YOUR ASSIGNMENT:
The expected answer holds every line from the first line of the data below through the line containing "the player's leg", exactly as written, and no other line.

RECORDS FOR THIS TASK:
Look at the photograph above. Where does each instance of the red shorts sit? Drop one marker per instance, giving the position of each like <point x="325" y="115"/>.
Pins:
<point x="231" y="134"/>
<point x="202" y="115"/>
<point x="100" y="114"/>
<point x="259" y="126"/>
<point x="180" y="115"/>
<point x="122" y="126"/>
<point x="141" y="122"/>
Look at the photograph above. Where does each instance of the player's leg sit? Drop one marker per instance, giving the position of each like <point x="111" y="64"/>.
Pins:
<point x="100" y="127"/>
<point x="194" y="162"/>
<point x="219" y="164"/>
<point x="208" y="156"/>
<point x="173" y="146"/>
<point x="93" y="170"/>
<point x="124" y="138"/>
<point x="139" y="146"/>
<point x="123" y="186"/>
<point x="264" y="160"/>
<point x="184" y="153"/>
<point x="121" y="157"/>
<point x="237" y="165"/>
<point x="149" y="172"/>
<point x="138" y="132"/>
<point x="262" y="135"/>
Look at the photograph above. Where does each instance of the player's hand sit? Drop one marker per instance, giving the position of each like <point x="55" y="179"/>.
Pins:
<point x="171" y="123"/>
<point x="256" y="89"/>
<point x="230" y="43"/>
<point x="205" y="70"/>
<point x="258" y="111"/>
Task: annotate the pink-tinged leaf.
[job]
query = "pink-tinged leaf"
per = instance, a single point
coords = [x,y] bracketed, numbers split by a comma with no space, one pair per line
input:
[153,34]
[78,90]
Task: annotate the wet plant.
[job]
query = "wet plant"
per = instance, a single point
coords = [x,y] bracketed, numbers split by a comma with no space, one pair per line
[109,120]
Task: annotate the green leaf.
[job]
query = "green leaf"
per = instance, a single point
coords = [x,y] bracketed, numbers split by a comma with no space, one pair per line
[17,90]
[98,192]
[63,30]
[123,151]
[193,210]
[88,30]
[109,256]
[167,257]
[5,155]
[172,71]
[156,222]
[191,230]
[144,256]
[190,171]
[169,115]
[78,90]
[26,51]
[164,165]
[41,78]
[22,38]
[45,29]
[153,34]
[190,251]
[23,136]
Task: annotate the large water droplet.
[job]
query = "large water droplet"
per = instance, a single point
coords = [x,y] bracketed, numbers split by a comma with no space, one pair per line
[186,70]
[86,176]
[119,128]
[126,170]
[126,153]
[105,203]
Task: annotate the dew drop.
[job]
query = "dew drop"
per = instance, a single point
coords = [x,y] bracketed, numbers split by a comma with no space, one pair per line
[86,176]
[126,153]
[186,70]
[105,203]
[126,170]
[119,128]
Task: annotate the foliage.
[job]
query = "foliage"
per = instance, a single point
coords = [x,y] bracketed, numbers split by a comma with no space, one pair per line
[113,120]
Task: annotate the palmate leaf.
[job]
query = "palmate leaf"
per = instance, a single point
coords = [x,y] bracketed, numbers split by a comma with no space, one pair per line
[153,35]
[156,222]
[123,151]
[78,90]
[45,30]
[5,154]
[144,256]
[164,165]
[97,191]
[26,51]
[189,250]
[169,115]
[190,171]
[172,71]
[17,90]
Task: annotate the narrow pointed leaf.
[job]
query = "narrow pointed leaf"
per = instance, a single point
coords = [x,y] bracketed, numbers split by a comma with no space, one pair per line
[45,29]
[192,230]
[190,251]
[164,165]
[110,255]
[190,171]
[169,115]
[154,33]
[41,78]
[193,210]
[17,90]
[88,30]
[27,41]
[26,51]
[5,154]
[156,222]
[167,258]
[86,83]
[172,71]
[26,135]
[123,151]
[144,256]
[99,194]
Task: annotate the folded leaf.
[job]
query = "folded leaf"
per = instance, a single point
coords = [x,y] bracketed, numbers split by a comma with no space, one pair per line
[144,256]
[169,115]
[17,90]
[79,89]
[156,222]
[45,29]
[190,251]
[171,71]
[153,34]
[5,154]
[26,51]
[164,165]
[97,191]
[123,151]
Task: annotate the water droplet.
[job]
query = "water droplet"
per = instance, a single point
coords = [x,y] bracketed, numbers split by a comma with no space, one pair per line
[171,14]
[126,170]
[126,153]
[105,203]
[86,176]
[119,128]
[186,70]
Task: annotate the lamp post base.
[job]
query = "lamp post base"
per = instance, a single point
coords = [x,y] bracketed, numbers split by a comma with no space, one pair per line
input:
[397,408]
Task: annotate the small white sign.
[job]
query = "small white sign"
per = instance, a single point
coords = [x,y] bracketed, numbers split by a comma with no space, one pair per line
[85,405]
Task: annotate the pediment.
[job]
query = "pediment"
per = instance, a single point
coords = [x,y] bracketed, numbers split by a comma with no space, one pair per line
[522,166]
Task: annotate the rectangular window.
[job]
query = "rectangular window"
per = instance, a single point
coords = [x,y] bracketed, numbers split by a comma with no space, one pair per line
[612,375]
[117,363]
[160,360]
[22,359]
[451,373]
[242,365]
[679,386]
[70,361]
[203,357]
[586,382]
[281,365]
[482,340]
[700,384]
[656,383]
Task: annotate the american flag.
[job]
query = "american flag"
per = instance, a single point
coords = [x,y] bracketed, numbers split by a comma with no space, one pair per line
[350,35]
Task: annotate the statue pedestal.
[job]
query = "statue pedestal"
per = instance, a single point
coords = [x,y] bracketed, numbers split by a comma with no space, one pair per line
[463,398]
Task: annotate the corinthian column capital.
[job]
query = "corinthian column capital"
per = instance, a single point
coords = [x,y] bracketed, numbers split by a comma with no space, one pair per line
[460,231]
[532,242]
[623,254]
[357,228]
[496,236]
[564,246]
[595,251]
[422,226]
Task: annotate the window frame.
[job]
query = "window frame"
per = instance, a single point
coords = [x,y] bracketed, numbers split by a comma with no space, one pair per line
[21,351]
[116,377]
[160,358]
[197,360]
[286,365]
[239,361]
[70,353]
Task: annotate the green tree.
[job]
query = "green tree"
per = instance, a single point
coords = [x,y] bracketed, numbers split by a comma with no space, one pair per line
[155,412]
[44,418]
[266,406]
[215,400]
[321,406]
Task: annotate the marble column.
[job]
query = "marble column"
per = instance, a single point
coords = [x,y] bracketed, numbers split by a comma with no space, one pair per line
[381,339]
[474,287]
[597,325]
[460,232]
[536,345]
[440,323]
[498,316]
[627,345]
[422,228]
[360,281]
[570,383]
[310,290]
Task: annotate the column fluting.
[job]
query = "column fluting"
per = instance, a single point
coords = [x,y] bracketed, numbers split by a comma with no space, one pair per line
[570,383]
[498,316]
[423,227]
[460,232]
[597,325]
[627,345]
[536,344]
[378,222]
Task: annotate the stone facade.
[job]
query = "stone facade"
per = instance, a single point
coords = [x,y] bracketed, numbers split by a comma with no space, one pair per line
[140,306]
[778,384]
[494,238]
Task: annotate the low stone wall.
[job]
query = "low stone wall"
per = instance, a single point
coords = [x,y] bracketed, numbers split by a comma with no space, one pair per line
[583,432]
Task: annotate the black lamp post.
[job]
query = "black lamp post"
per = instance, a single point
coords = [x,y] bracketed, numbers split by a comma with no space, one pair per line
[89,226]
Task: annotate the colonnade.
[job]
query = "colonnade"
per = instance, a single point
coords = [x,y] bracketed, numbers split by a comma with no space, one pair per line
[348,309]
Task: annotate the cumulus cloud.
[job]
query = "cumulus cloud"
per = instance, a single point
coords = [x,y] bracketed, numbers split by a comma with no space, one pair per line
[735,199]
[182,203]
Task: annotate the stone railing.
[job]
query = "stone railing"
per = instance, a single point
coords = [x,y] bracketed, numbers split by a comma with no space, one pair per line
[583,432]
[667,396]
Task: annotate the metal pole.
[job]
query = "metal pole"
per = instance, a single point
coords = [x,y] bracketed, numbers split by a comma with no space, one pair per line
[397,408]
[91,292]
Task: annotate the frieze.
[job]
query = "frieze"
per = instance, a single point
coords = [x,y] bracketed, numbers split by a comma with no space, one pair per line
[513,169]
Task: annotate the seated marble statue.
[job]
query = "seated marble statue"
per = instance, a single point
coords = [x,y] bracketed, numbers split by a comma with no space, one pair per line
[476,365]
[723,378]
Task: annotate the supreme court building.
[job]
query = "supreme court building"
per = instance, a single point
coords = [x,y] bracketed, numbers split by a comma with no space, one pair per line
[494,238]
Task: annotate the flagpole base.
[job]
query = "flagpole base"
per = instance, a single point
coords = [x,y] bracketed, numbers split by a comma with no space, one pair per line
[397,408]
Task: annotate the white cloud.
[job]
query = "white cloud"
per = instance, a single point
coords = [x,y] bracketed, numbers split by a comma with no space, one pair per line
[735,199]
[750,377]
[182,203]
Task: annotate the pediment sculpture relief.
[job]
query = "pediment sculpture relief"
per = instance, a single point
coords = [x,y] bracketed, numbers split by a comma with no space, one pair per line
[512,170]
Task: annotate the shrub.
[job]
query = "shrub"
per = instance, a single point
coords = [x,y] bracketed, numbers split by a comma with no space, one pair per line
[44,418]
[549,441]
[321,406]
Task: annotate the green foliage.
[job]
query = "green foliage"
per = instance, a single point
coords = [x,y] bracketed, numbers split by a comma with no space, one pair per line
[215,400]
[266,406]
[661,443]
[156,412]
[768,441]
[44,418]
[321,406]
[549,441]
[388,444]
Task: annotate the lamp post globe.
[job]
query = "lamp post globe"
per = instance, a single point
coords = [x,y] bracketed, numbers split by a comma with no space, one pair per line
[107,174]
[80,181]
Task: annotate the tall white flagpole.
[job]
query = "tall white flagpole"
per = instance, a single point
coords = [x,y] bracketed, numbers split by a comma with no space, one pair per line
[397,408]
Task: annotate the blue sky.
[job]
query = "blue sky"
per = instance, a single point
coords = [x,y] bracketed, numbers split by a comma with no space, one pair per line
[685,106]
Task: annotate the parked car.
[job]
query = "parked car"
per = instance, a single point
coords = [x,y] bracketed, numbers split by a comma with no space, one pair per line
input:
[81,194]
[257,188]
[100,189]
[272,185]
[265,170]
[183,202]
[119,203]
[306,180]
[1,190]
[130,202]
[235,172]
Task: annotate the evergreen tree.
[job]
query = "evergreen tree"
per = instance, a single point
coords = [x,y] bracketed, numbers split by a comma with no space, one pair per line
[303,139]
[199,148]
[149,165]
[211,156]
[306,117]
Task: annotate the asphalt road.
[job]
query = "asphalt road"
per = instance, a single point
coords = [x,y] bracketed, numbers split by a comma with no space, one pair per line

SOLUTION:
Look at the photograph above. Where does each instance of the red shorts sit? Drop one marker per instance, giving the position of each like <point x="325" y="115"/>.
Pins:
<point x="231" y="134"/>
<point x="202" y="115"/>
<point x="100" y="114"/>
<point x="259" y="126"/>
<point x="180" y="115"/>
<point x="122" y="126"/>
<point x="141" y="122"/>
Look at the photograph above. Where does each instance of the player's leg sit? Drop one marker per instance, giving the position of each like <point x="111" y="64"/>.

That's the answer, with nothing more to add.